### DIRECTIONS
Look through the records and copy every line in which "fluffy" appears.

(Data extracted from a collection)
■ ■ ■ ■ ■ ■ ■

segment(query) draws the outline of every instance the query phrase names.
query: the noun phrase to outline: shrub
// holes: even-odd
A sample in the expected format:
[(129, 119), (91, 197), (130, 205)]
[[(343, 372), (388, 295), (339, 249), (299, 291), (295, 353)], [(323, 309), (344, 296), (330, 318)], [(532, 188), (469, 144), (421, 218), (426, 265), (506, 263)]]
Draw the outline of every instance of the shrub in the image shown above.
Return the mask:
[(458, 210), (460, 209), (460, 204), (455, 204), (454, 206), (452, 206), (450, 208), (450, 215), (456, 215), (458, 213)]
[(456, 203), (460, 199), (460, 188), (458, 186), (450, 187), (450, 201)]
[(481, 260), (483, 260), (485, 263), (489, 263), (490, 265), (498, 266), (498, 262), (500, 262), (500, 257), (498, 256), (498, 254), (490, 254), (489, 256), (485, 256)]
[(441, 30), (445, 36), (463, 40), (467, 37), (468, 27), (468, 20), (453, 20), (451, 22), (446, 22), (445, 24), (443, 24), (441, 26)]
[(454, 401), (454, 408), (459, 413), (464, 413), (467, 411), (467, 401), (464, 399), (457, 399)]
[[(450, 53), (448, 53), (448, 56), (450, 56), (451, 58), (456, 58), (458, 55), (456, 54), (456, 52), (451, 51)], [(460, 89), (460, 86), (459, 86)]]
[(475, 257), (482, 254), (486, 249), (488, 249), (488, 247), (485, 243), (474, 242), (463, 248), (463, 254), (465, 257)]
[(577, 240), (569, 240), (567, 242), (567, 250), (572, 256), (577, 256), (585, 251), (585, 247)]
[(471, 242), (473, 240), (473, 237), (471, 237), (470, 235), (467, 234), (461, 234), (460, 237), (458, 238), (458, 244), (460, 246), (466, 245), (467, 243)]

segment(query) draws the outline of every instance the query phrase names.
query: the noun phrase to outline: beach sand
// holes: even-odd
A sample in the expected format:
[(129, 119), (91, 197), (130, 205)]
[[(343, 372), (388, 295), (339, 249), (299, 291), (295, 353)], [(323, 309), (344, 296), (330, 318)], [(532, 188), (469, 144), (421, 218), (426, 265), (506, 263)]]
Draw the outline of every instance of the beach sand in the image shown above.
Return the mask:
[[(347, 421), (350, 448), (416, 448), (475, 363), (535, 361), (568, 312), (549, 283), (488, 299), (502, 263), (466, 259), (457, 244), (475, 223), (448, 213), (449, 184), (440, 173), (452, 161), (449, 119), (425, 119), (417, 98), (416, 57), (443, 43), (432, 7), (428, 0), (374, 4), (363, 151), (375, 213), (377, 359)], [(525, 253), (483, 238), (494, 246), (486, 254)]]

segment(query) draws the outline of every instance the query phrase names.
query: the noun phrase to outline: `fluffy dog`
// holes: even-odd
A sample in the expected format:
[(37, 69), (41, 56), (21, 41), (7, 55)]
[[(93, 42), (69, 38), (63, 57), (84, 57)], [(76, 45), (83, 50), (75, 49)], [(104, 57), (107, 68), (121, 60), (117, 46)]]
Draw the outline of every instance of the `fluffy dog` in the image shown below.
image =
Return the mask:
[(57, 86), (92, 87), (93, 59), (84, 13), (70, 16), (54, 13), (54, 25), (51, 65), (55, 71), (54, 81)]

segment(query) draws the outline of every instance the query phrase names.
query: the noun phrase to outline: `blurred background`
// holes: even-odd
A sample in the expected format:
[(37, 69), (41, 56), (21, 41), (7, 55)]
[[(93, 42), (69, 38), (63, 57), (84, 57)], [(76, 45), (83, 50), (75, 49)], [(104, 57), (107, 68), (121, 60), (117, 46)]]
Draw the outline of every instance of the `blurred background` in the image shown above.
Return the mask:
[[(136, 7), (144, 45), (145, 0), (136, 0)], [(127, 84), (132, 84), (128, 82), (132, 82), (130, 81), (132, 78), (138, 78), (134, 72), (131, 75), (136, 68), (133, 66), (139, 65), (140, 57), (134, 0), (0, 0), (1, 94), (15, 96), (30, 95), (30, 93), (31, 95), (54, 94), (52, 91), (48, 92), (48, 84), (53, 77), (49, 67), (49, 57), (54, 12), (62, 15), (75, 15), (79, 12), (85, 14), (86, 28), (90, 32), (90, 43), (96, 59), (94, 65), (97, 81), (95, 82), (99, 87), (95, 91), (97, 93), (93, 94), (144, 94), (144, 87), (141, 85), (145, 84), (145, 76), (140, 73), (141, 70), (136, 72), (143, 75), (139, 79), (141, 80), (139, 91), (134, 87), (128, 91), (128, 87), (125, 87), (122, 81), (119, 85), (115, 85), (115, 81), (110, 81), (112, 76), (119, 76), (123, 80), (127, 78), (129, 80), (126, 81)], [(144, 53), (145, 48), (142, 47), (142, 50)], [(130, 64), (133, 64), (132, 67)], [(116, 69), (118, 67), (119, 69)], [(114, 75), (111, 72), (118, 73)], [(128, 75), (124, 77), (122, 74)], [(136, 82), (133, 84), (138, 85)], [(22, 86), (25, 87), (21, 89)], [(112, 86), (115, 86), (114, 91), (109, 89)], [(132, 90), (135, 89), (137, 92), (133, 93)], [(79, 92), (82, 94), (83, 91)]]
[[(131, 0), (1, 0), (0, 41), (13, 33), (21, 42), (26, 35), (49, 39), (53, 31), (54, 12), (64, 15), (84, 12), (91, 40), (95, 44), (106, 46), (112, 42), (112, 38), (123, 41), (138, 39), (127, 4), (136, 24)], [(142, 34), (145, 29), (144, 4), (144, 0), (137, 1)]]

■ ■ ■ ■ ■ ■ ■

### WRITTEN ANSWER
query: the noun phrase to outline: `fluffy dog`
Draw the outline of every instance of the `fluffy dog` in the image shown below.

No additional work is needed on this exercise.